Provide a verbatim copy of the data below.

========================================

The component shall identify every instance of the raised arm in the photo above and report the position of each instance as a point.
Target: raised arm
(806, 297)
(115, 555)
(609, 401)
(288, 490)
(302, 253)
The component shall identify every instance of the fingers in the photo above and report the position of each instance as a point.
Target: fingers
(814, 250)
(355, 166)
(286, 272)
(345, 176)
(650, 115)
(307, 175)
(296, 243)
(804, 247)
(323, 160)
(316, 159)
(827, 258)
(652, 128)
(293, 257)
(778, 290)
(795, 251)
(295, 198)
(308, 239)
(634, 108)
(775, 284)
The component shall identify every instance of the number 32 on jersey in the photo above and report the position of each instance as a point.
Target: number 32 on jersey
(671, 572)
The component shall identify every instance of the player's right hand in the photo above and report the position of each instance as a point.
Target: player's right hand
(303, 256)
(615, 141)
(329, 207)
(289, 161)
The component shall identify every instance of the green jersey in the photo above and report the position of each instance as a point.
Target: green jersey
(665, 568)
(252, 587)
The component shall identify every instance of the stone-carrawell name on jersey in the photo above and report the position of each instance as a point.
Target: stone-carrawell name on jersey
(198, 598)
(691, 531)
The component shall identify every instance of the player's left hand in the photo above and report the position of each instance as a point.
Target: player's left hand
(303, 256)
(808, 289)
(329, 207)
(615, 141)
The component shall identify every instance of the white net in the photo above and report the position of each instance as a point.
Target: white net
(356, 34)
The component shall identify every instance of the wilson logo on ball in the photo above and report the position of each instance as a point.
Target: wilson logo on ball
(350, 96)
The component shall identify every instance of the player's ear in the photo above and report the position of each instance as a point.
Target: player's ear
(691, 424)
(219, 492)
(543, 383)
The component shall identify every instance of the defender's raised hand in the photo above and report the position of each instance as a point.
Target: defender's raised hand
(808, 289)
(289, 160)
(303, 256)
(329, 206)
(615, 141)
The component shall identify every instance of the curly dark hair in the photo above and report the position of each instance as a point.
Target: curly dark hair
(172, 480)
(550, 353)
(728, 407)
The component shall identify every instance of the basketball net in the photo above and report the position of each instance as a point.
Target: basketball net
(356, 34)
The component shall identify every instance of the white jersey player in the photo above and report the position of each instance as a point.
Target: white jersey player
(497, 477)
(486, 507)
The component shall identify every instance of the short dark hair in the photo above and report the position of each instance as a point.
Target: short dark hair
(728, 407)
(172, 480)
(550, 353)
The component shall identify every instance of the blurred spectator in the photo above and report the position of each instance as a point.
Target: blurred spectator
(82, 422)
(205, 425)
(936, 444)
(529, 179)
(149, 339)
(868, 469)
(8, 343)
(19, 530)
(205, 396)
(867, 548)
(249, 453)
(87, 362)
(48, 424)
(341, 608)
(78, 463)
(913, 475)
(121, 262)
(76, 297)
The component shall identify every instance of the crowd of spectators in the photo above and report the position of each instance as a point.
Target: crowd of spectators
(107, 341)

========================================

» **THE ANSWER**:
The component shall identify every instance of the raised arm in the photo above and report the position of each instance as a point.
Target: raised arm
(806, 297)
(115, 555)
(609, 401)
(288, 490)
(302, 253)
The component shall identify every instance of the fingers in the photo above and report the position of each instance as a point.
Target: fingers
(814, 250)
(355, 166)
(286, 272)
(345, 176)
(650, 115)
(307, 175)
(296, 243)
(804, 247)
(323, 160)
(316, 159)
(827, 258)
(652, 128)
(293, 257)
(778, 290)
(795, 251)
(295, 198)
(308, 239)
(634, 108)
(775, 284)
The component shall identify every instance of the number 32 on jersey in the photo above and report the position of each instance as a point.
Target: number 32 on jersey
(671, 572)
The component shall identify every instance of the player's right hand in the photo above and report the position of each instance as a point.
Target: player's right hand
(303, 256)
(615, 141)
(329, 207)
(289, 161)
The component shall identify every instance of the green jersey in the photo above and report the position of each instance as a point.
Target: green jersey
(665, 568)
(252, 587)
The component shall identify every instance of the stone-carrawell name on jersey in the photo above and report the position of each instance as a point.
Target: stone-carrawell name on jersey
(198, 598)
(691, 531)
The component shall identify every instance of the player's left hand in the photo above and report the position of each instance as a point.
Target: player's left hand
(303, 256)
(808, 289)
(329, 207)
(615, 141)
The component shall identify every instance of the white net in the photo above and report the position of each instance as a point.
Target: white net
(356, 34)
The component shall identify every instance of the wilson logo on ball in the photo above and report the position of each instance as a point.
Target: wilson logo on ball
(350, 96)
The component shall identify every instance of the player's ear in the photo above and report the position of each instance as a point.
Target: player's ear
(691, 424)
(219, 492)
(543, 383)
The component shall identify every instance of the defender's raised hand in the photo above and report the position of each instance as a point.
Target: defender's raised hand
(808, 289)
(289, 160)
(303, 256)
(329, 206)
(615, 141)
The component shall identify every instance of the curly dark hair in the photo above and report the position of each instance as a point.
Target: curly dark hair
(172, 480)
(550, 353)
(728, 407)
The component shall identify every instance of the basketball net in the photo above and report the position of each instance as a point.
Target: basketball net
(356, 34)
The component shall identify every instance of the white jersey player in the photo above and report the position of each instance as a point.
Target: white jersey player
(497, 477)
(486, 507)
The component shall identify every instance of the short dark hair in the photo above and report the position of each instance as a point.
Target: short dark hair
(728, 407)
(172, 480)
(550, 353)
The component shall identify every instance of the blurred spectator in the photo above and report the position of each instance as a point.
Target: blurred spectator
(82, 422)
(205, 425)
(936, 444)
(529, 179)
(149, 339)
(868, 469)
(8, 343)
(19, 530)
(205, 396)
(867, 548)
(249, 453)
(87, 362)
(48, 424)
(341, 608)
(78, 463)
(913, 475)
(121, 262)
(76, 297)
The component shall identify every instance of the crowd of spectators in the photo above and report the position of each instance as a point.
Target: crowd of spectators
(107, 341)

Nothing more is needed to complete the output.